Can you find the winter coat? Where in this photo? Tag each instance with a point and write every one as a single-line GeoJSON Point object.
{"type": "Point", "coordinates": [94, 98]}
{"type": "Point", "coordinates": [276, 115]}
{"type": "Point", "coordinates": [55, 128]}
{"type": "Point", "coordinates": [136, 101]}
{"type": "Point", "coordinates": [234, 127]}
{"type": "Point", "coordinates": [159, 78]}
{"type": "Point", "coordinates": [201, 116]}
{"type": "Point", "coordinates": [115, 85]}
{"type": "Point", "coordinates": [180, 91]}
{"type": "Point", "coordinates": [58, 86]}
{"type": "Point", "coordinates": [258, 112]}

····················

TASK OBJECTIVE ▸
Rewrite the items above, changing "winter coat" to "rain jacket" and leaving everything else untouched.

ANSWER BELOW ▸
Can you find the rain jacket? Where in this photo? Tag each instance with a point and write every one as a single-line GeoJSON Point object.
{"type": "Point", "coordinates": [94, 98]}
{"type": "Point", "coordinates": [276, 115]}
{"type": "Point", "coordinates": [55, 128]}
{"type": "Point", "coordinates": [136, 101]}
{"type": "Point", "coordinates": [234, 127]}
{"type": "Point", "coordinates": [159, 78]}
{"type": "Point", "coordinates": [201, 116]}
{"type": "Point", "coordinates": [115, 85]}
{"type": "Point", "coordinates": [180, 91]}
{"type": "Point", "coordinates": [58, 86]}
{"type": "Point", "coordinates": [258, 112]}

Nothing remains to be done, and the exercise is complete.